- **Text segment**
BEGIN

Using Statistics and Measurement Error To Inform Training

Using Reliability Measures for Decision Making

Commonly used to estimate a worthwhile change in performance.
Based on effect size statistics.
Cohen's thresholds (1988) for effect sizes:
- Small: 0.2
- Moderate: 0.5
- Large: 0.8
Hopkins (2000) adapted these:
- Small worthwhile change: 0.2 x between-subject standard deviation
- Moderate worthwhile change: 0.5 x between-subject standard deviation
- Large worthwhile change: 0.8 x between-subject standard deviation
Calculation: Multiply the effect size threshold by the between-subject standard deviation.

Strength and conditioning coaches often look for small but worthwhile changes.
Moderate effect sizes may be used for younger athletes with larger potential gains.

Typical error: \frac{\text{standard deviation of test}}{\sqrt{2}}
If SWC > typical error: Changes exceeding SWC are considered real changes.
If typical error > SWC: Changes reaching SWC may be due to normal variation (biological, technological, or protocol-related).

Arbitrary changes may be deemed meaningful.
Represents a mean worthwhile change for a population, not individual responses.
Individual athletes respond differently to training interventions.
Dependent on sample distribution (requires normal distribution).
Precision depends on sample size.
Effect sizes were originally designed for large sample sizes (psychology) while strength conditioning often deals with smaller samples.
Small sample sizes can inflate the perceived SWC.

Paper examines whether SWC reflects real changes in female soccer players.
Findings: SWC (0.2 x between-participants standard deviation) often missed changes practitioners considered real.

Assess SWC from a reliability standpoint (is measurement error > SWC?).
Consider assumptions of effect sizes (sample size, distribution).
Contextualize the SWC result based on measurement error and individual athletes.
SWC is just a number; consider the practical significance for the specific situation.

Uses the standard error of measurement to calculate limits of meaningful difference.
Conceptually similar to the limits of agreement approach.
Formula: 1.96 \times \sqrt{2} \times \text{standard error of measurement}
- Note: the transcript says 1.6 which is not correct instead of 1.96.

END

- **Required work**
Transcribe the passage on worthwhile change and measurement error between "Paper examines whether" and "error > SWC?).", inclusive.

- **Supplied material**
BEGIN

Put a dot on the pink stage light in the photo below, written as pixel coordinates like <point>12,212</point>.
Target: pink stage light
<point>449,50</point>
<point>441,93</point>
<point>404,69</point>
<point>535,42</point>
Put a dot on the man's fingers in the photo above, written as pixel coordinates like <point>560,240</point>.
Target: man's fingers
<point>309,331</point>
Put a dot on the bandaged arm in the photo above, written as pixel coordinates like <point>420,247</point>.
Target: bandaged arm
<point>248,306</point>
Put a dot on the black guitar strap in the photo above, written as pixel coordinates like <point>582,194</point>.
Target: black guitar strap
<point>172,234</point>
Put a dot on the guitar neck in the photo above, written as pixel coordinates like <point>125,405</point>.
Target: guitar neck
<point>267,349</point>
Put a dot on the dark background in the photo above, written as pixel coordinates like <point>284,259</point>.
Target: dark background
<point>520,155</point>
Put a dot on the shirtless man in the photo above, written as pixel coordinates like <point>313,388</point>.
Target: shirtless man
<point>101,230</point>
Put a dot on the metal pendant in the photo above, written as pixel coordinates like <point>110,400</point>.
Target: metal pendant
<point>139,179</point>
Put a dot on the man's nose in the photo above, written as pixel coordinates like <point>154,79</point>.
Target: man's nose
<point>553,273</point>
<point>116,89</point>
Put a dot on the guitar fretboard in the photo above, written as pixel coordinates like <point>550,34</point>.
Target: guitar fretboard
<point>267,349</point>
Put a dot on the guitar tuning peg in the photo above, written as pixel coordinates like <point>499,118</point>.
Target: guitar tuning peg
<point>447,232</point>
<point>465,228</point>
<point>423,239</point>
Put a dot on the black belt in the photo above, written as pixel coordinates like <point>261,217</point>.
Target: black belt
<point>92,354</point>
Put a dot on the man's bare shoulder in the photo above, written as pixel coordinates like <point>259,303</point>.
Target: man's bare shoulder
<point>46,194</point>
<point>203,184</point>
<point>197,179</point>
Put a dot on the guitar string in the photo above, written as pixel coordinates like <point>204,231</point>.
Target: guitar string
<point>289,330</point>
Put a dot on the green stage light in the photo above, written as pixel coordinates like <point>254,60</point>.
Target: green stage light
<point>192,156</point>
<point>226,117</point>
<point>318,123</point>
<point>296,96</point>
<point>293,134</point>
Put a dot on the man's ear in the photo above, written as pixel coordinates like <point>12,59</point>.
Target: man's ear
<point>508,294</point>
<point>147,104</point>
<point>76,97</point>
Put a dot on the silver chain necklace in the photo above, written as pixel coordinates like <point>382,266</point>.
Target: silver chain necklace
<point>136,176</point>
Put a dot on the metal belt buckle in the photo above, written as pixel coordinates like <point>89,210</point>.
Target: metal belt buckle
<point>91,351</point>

END

- **Exercise solution**
Paper examines whether SWC reflects real changes in female soccer players.
Findings: SWC (0.2 x between-participants standard deviation) often missed changes practitioners considered real.

Assess SWC from a reliability standpoint (is measurement error > SWC?).